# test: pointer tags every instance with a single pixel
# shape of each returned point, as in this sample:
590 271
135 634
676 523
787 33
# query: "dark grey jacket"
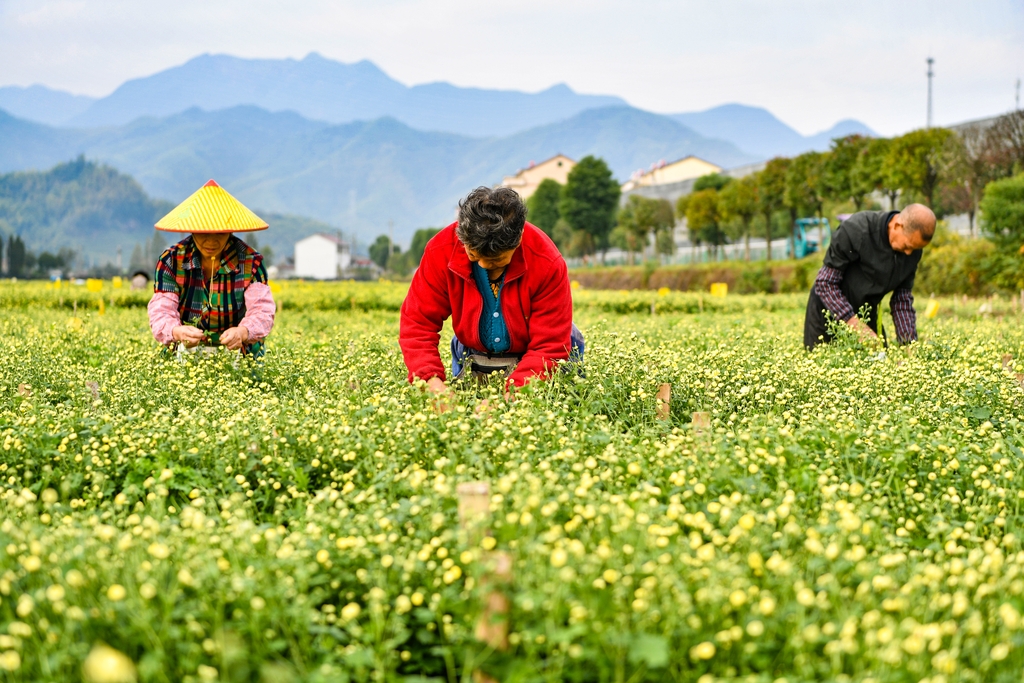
870 269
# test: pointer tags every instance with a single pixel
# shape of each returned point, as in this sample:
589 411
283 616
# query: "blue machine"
802 246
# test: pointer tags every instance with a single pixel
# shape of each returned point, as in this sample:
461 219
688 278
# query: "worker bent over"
871 254
506 288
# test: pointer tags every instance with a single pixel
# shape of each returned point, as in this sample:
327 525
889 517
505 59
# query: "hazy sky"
809 61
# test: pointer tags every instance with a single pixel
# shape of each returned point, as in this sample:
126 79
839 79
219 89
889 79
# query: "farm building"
322 257
526 180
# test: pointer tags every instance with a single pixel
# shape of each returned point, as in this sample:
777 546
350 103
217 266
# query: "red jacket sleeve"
423 313
550 327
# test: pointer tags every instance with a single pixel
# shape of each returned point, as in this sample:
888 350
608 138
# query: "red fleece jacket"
537 305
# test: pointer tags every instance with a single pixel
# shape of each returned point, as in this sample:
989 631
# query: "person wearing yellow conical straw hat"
211 288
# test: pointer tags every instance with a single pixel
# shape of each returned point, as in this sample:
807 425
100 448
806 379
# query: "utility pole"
930 75
390 241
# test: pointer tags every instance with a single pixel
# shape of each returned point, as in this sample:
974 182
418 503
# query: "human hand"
187 335
233 338
865 333
442 393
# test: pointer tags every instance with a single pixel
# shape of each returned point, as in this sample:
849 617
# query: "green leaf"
649 649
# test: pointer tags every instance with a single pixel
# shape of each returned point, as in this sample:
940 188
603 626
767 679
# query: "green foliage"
914 161
561 235
806 183
590 200
639 219
1003 212
16 257
704 218
543 206
738 205
419 243
711 181
756 281
382 252
770 182
951 264
298 518
842 179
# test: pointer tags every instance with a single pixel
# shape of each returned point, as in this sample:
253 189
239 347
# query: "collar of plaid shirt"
229 260
222 305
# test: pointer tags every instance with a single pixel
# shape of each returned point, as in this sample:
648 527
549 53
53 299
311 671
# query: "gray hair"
919 218
492 220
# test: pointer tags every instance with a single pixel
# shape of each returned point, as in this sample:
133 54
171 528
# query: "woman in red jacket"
506 288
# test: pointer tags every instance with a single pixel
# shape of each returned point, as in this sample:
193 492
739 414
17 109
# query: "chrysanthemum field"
841 516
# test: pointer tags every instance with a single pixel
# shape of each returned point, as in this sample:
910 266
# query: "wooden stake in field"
664 401
474 512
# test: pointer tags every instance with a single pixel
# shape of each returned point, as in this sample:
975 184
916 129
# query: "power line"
930 75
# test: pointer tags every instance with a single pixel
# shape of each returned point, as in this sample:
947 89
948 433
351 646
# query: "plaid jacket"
179 270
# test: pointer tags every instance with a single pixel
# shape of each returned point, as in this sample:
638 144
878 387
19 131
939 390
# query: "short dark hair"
492 220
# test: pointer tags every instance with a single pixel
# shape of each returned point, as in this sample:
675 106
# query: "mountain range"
357 176
347 145
323 89
757 131
94 210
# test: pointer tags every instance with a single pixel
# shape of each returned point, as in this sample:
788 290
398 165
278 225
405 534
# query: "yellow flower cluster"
836 516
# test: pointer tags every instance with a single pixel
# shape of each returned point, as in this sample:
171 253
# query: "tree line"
946 170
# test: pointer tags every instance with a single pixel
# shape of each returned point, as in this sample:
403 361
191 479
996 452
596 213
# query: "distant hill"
42 104
358 175
323 89
758 131
89 208
93 210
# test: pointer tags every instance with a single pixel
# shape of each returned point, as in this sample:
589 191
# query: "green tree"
379 253
711 181
543 206
419 244
1003 213
562 236
738 204
17 258
770 183
1008 131
702 219
590 199
873 171
971 160
914 162
639 220
806 188
842 182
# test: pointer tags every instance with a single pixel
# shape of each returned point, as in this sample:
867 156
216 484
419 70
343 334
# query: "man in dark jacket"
871 254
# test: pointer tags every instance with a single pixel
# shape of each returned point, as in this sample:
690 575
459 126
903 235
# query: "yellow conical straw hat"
211 209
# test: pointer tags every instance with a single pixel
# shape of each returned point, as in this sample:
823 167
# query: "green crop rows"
842 518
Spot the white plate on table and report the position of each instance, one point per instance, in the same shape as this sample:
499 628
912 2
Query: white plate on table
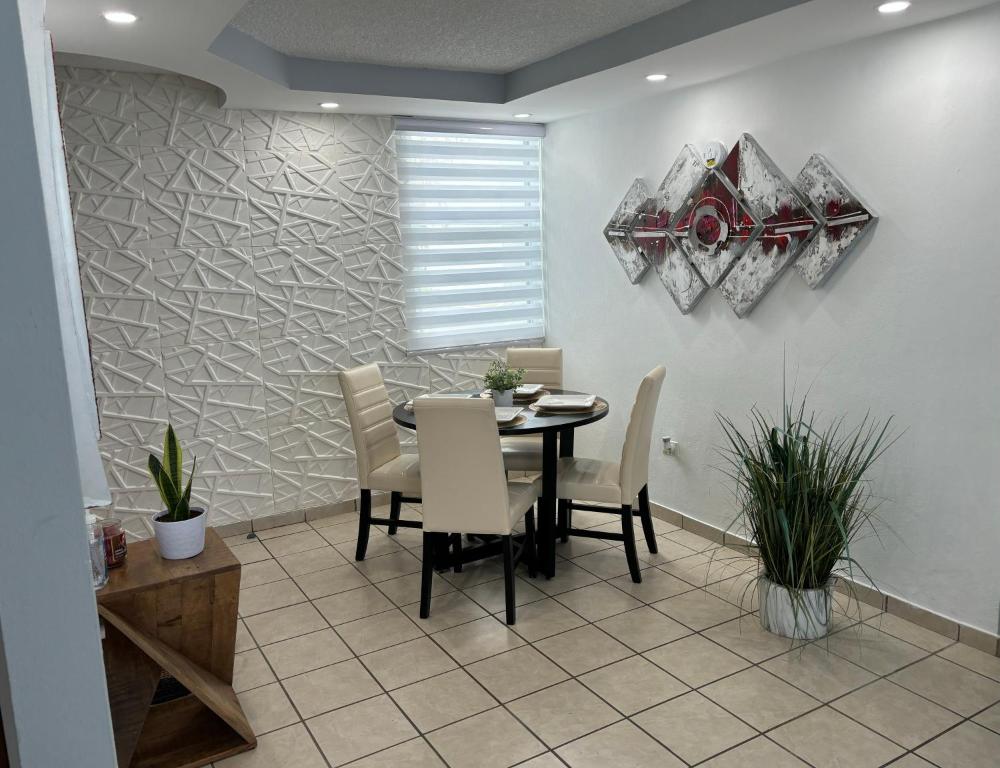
565 402
507 414
447 395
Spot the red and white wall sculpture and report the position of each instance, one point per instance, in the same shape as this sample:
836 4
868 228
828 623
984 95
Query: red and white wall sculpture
736 225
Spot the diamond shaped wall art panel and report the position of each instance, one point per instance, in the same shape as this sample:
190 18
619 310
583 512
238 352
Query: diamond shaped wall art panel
716 224
622 232
654 236
736 225
788 227
846 219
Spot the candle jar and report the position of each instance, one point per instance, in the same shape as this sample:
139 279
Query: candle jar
115 549
98 564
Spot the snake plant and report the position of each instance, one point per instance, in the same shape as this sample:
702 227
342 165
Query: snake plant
168 478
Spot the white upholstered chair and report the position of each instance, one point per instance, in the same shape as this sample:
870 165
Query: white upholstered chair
618 483
382 466
465 487
542 365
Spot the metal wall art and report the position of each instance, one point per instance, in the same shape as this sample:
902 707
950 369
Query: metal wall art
736 224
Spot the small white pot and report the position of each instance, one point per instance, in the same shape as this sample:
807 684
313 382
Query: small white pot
503 399
806 616
179 541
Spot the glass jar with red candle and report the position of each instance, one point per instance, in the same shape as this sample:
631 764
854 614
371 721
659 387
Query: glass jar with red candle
115 549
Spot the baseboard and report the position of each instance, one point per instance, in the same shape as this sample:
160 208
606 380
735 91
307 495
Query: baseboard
287 518
893 604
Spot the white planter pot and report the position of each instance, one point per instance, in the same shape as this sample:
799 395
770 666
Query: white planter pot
179 541
806 616
503 399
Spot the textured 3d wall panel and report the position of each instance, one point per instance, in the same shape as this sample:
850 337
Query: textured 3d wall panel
232 262
736 225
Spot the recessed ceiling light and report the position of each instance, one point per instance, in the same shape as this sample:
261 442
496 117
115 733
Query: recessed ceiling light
120 17
898 6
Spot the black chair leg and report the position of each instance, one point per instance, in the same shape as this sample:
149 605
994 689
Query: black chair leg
395 506
426 574
529 541
647 519
563 520
364 524
508 577
628 532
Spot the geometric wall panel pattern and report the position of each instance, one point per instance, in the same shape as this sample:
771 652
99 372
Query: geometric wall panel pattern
118 299
204 295
294 197
737 225
232 263
196 197
172 111
214 388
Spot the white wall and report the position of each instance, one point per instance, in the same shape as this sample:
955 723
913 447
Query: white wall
231 326
908 325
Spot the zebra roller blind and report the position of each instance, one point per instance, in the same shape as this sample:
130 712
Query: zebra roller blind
470 211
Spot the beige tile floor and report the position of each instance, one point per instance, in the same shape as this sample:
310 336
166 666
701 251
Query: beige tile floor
334 666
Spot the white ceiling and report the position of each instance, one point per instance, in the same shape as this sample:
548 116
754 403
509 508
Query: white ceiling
176 35
469 35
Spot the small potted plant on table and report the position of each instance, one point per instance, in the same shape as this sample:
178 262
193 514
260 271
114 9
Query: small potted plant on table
804 502
179 528
502 381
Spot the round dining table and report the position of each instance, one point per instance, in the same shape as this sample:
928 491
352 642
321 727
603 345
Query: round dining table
557 431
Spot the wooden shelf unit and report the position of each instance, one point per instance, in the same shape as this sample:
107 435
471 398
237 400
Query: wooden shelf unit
176 617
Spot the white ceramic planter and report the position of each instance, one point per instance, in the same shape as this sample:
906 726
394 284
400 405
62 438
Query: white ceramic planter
503 399
805 617
179 541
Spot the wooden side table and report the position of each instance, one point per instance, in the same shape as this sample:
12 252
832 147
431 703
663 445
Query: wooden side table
176 617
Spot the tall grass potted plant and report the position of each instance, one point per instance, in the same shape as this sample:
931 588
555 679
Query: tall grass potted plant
179 528
804 502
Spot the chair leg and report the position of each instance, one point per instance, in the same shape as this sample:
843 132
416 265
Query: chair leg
563 520
364 524
395 506
629 534
426 574
529 541
647 519
508 577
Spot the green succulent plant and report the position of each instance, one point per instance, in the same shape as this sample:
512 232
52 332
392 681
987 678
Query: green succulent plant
168 477
499 377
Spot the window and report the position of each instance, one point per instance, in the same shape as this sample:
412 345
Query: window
470 210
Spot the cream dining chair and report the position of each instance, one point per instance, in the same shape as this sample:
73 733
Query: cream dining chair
542 365
382 466
618 483
465 488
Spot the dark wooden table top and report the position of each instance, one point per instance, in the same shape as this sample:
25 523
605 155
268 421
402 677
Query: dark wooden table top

------

PROBLEM REQUIREMENTS:
Your task is to write out, exactly, the line that holds "Query: cream dining chair" and every line after it until the records end.

SOLUTION TO THIS TASK:
Query: cream dining chair
542 365
382 466
618 483
465 488
Spot the dark wooden table top and report the position of each instance, one point per instance, in the same shape as this sample:
25 523
605 155
268 421
402 677
Query: dark wooden table top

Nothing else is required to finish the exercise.